======== Material provided

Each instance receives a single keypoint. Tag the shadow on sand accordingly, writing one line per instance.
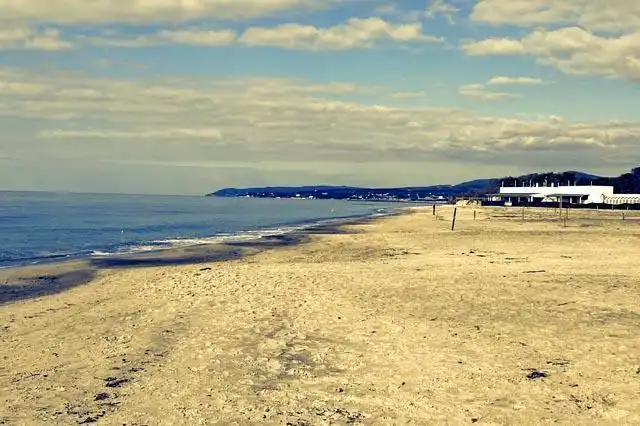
(43, 285)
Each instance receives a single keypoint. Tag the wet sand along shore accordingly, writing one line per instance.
(394, 321)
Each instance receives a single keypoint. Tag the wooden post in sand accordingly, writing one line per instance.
(453, 222)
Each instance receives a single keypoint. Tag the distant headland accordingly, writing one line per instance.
(623, 184)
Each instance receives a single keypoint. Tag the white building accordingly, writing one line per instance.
(572, 194)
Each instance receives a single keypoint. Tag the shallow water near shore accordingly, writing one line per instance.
(43, 227)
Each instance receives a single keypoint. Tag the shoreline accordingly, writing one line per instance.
(390, 321)
(19, 283)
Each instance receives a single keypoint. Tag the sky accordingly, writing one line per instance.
(189, 96)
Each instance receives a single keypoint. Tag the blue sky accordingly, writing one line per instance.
(172, 96)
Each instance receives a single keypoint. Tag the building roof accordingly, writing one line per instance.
(569, 194)
(516, 194)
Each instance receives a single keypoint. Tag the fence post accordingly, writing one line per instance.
(453, 221)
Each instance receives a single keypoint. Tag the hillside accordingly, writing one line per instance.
(624, 184)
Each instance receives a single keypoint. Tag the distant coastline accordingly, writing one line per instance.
(624, 184)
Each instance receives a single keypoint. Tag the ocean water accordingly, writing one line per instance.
(38, 227)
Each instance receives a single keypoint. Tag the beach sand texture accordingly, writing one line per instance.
(399, 321)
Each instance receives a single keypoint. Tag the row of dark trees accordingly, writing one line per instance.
(627, 183)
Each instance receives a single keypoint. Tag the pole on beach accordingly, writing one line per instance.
(453, 221)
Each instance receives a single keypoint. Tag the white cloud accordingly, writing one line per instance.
(479, 91)
(202, 38)
(147, 11)
(355, 33)
(267, 119)
(572, 50)
(25, 38)
(441, 7)
(408, 95)
(594, 15)
(501, 80)
(170, 133)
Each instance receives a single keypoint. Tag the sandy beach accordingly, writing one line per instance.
(394, 321)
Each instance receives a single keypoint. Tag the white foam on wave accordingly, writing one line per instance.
(248, 235)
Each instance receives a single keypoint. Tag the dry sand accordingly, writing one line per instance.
(400, 321)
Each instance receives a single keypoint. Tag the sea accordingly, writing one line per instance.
(39, 227)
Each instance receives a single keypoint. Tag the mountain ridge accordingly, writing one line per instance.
(625, 183)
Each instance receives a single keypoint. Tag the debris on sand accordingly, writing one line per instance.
(114, 382)
(536, 374)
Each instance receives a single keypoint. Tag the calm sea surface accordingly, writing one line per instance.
(40, 227)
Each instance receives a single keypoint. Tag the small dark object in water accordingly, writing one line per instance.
(113, 382)
(535, 374)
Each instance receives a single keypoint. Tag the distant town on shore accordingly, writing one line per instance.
(624, 184)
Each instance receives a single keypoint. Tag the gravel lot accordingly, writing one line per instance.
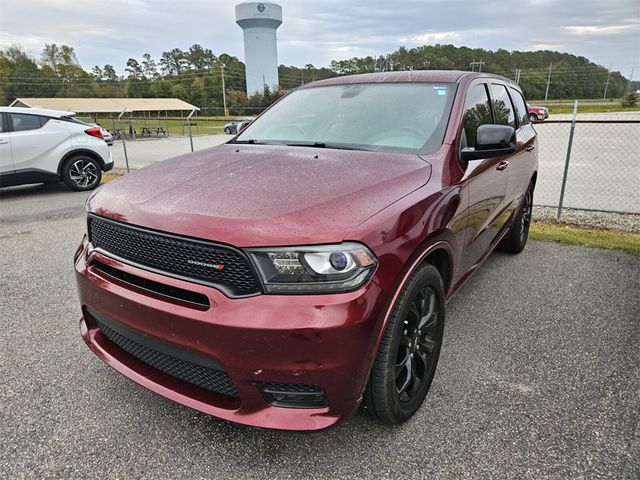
(539, 378)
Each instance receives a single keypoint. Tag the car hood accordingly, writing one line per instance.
(262, 195)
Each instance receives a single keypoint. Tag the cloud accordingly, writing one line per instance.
(320, 31)
(600, 29)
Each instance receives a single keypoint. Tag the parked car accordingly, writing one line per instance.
(48, 146)
(231, 128)
(537, 114)
(301, 269)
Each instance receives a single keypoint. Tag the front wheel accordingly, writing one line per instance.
(409, 349)
(81, 173)
(517, 239)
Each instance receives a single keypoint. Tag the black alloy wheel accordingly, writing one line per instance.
(81, 173)
(408, 354)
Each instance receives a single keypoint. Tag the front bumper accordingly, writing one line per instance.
(327, 341)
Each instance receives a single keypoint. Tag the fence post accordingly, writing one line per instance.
(189, 125)
(566, 162)
(122, 136)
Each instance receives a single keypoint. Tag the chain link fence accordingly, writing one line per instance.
(599, 165)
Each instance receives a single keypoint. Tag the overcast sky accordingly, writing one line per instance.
(604, 31)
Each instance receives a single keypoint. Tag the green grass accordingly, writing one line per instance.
(591, 108)
(608, 239)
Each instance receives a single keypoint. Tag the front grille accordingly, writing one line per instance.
(212, 379)
(181, 257)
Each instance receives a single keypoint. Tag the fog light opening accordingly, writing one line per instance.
(292, 395)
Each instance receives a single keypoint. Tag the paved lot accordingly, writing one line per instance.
(539, 378)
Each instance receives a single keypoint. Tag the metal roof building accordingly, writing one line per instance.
(106, 105)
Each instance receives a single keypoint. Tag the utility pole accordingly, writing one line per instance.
(606, 85)
(224, 93)
(473, 65)
(546, 93)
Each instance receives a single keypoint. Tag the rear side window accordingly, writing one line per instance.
(521, 106)
(477, 111)
(502, 105)
(23, 121)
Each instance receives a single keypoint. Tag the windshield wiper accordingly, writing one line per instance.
(253, 141)
(337, 146)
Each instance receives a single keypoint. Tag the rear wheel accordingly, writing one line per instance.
(517, 238)
(81, 173)
(409, 349)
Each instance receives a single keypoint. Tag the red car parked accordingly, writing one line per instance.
(302, 269)
(537, 114)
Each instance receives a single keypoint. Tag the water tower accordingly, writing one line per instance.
(259, 22)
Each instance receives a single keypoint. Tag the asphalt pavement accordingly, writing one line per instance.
(539, 378)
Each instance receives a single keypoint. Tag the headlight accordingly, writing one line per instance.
(314, 269)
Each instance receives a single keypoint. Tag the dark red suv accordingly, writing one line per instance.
(300, 270)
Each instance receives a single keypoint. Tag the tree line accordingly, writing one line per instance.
(196, 74)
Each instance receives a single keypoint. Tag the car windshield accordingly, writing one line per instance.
(396, 117)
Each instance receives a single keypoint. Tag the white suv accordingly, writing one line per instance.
(50, 146)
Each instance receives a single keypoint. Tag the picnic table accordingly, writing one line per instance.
(153, 130)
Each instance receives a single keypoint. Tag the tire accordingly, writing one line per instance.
(517, 239)
(408, 354)
(81, 173)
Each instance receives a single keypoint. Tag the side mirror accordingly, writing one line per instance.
(492, 141)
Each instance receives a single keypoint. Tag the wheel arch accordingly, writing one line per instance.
(81, 151)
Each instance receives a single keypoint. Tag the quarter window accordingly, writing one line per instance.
(23, 122)
(521, 106)
(477, 111)
(502, 106)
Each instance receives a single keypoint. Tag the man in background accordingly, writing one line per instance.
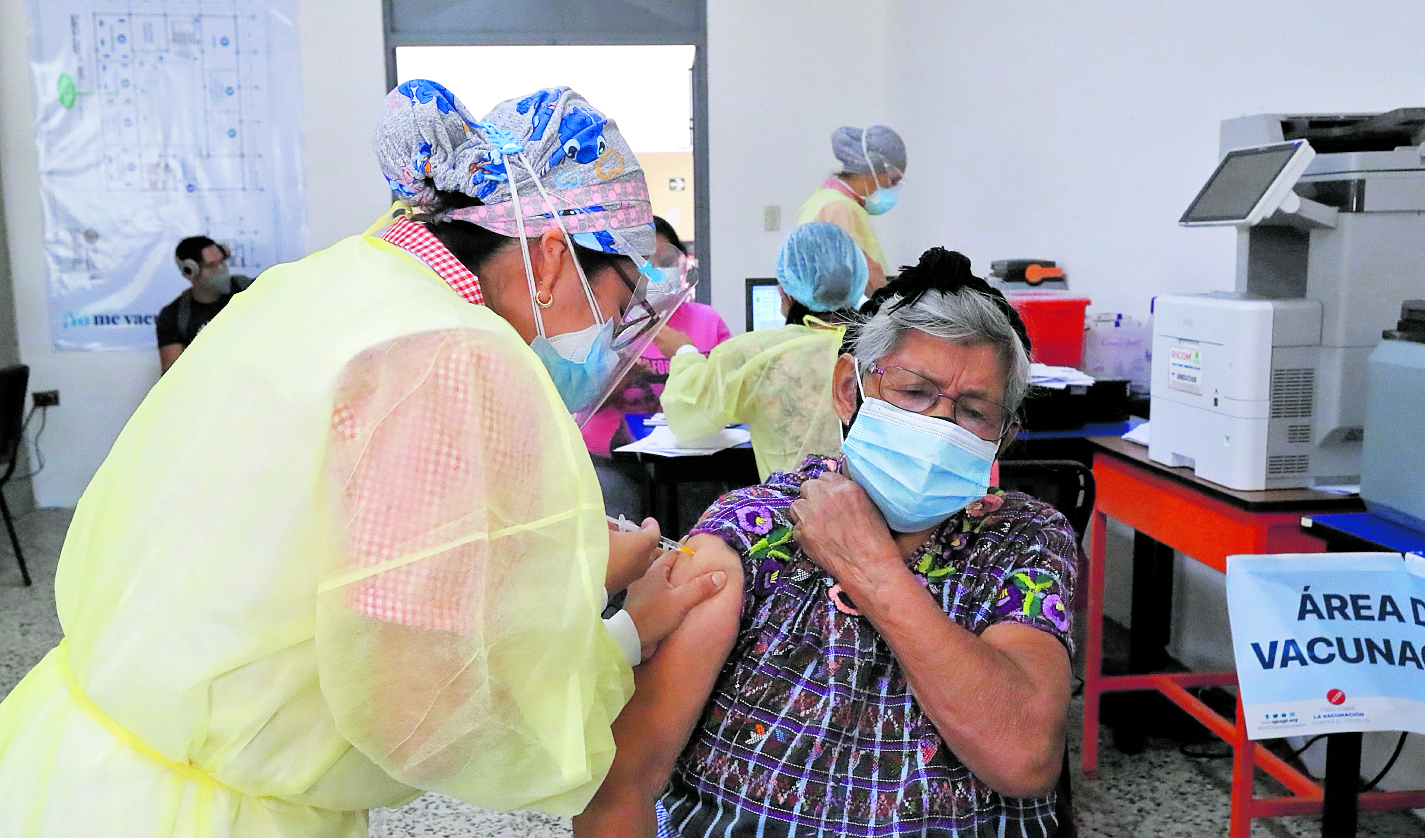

================

=== Problem statement ===
Should a picture appear among the entries, skip it and copy the rest exactly.

=== Answer to this task ===
Each instance receives a single keypoint. Tag the shadow on sand accordingly, writing one line per instance.
(43, 285)
Each instance receives a single keypoint. Tag the wet sand along shore accordingly, writing one line per instance.
(394, 321)
Each instance receives a single keypoint. Tag the wooden post in sand accordingly, writing one line per instance.
(453, 222)
Each instance receives a single keypoint. Tag the distant headland accordingly, writing one line per instance.
(623, 184)
Each instance receives a single keypoint. Tag the white building accordingly, writing one line per instance.
(572, 194)
Each instance receives a single keypoint. Tag the shallow water near shore accordingly, writing one line per instance.
(43, 227)
Each instance receives a single keypoint. Tag the shoreline accordingly, writing one line per instance.
(390, 321)
(19, 283)
Each instance receives a single keypoint. Tag the sky accordingly, writing one line per instance.
(189, 96)
Each instance receives a single keypoint. Tag the blue sky accordingly, writing one line per instance.
(172, 96)
Each instance receives a single keypoint. Tag the building roof accordingly, writing one line per instance.
(569, 194)
(516, 194)
Each instance receives a single keypoint. Tag the fence post accordingly, writing one line per instance.
(453, 221)
Each instance receives a single keypoint. Tag the hillside accordingly, writing one line per instance.
(624, 184)
Each instance receives a single keypoint. Tag the distant coastline accordingly, writing one line per instance.
(624, 184)
Each instance receives a single keypoint. Tag the ocean water accordingly, writing one line per instance.
(38, 227)
Each instance receives a single keypoint. Tag the beach sand texture accordingly, writing one line per instance.
(399, 321)
Each instance receives a single keypoint. Tag the row of dark trees accordingly, writing one line per instance.
(627, 183)
Each instance receives a single keypoint. Tag the pole on beach accordingly, writing one line per instance.
(453, 221)
Each instance receives a single keypoint. Tag the white cloud accordingly, writing one line per instance.
(479, 91)
(202, 38)
(147, 11)
(355, 33)
(267, 119)
(572, 50)
(25, 38)
(441, 7)
(408, 95)
(594, 15)
(501, 80)
(170, 133)
Each instance receives a single keypoint. Tag the sandy beach accordingly, writing one line per instance.
(394, 321)
Each instance receives a single keypoint. Tag the white foam on wave accordingly, writing one line per instance.
(248, 235)
Each instance receives a single keypoint. Tag the dry sand accordingly, writing one line per instance.
(400, 321)
Each instance receives a single keypoint. Tag the sea accordingly, writing one line per instance.
(39, 227)
Each instance receives a single keypoint. Tag the mountain ridge accordingly, writing one line per instance.
(625, 183)
Each instance receives a single keypoint. Tag the debris on sand accordingly, writing one line per instance.
(114, 382)
(536, 374)
Each instance receives a single keypoint. Tag the calm sea surface accordingly, writing one line per instance.
(40, 227)
Each instance receives a single keypoint. Tag the small dark object in water accordingly, writing one line per instance.
(113, 382)
(535, 374)
Each instance receives a single keypoint. Tag the distant town on shore accordingly, writing one line per instance.
(624, 184)
Each instance receives a single keypoint. Tag the gravel lot accordingly, writing one line per instance.
(539, 378)
Each instance receives a single keypoint. Tag the car hood accordingly, writing one line per instance.
(262, 195)
Each instance receives a single keypoint. Tag the cloud accordingly, writing one line per instance.
(320, 31)
(600, 29)
Each instance receives a single keypoint. Tag the parked car accordingly, writing one line per instance.
(48, 146)
(231, 128)
(537, 114)
(301, 269)
Each instance receives a single keypoint. Tag the front wheel accordingly, writing one line per instance.
(409, 349)
(81, 173)
(517, 239)
Each instance receives a single keypoint. Tag the black alloy wheel accordingly, writing one line per instance.
(81, 173)
(408, 354)
Each instance receives a single keypoint. Tag the front bumper accordingly, writing one line per instance.
(327, 341)
Each instance receives a single keypoint. Tag the fence post accordingly, writing one line per instance.
(189, 125)
(566, 162)
(122, 136)
Each instance receives a single keypoint. Tag the chain link fence accordingly, writing one line per instance.
(599, 165)
Each instance receives a single keypoint. Tag the overcast sky accordingly, writing one line per instance.
(604, 31)
Each instance receives a single keypoint. Tag the green grass accordingly, writing one line per instance.
(591, 108)
(608, 239)
Each instance receives a single keypoint. Tag the front grille accordingly, writing one line per instance.
(212, 379)
(181, 257)
Each instance receives a single keypoint. Tag the fog light opening accordingly, writing one line per instance.
(292, 395)
Each instance receives a single keypoint. Tag the paved lot accordingly, writing one line per instance.
(539, 378)
Each instance receives a single keypoint. Tag the metal roof building accordingly, writing one line per instance.
(106, 105)
Each instance receives a single keypoint. Tag the utility pole accordingly, writing one line per instance.
(606, 85)
(224, 93)
(473, 65)
(546, 93)
Each instance receives a single keypoint. Tag the rear side window accordingly, writing one line per instance.
(521, 106)
(477, 111)
(502, 105)
(23, 121)
Each instance receives a single keypoint. Tag the windshield wiper accordingly, writing one line per instance.
(253, 141)
(337, 146)
Each instance receives a single keypoint. Tag the rear wheel accordingly, writing one line per instance.
(517, 238)
(81, 173)
(409, 349)
Each instance receives a single keypoint. Tag the red car parked accordingly, writing one line per instance.
(302, 269)
(537, 114)
Each instance receives a single keypoint. Tag the water tower accordingly, writing one line per instance.
(259, 22)
Each instance receives a single keypoint. Tag the asphalt pavement accordingly, writing one line per instance.
(539, 378)
Each instance receives a single keypoint. Tag the headlight accordingly, writing one line per instance.
(314, 269)
Each instance receives a single keypoint. Tag the dark red suv accordingly, writing one line per instance.
(300, 270)
Each instance receives a single keypoint. Tag the tree line accordingly, writing one line per instance.
(196, 74)
Each instance receives a single keypoint. Tag the car windshield accordingly, writing one line per instance.
(396, 117)
Each instance receives a single keypoint. Tag the white suv accordingly, writing one line per instance.
(50, 146)
Each instance receives a single keypoint. Tag the picnic table accordingly, writing one line per instance.
(153, 130)
Each instance receives a single keypoint. Tag the tire accordingly, writing one line per instance.
(517, 239)
(408, 354)
(81, 173)
Each instance receives a single keypoint. Tag the side mirror accordingly, writing one line per instance.
(492, 141)
Each instance receives a single keypoint. Tag the wheel arch accordingly, writing one line per instance.
(81, 151)
Each instance receives a single keypoint. Tag the quarter window accordingly, writing one line per instance.
(23, 122)
(521, 106)
(477, 111)
(502, 106)
Each instance receives a single keypoint. Tag the man in background accordingly, writing one line per instance.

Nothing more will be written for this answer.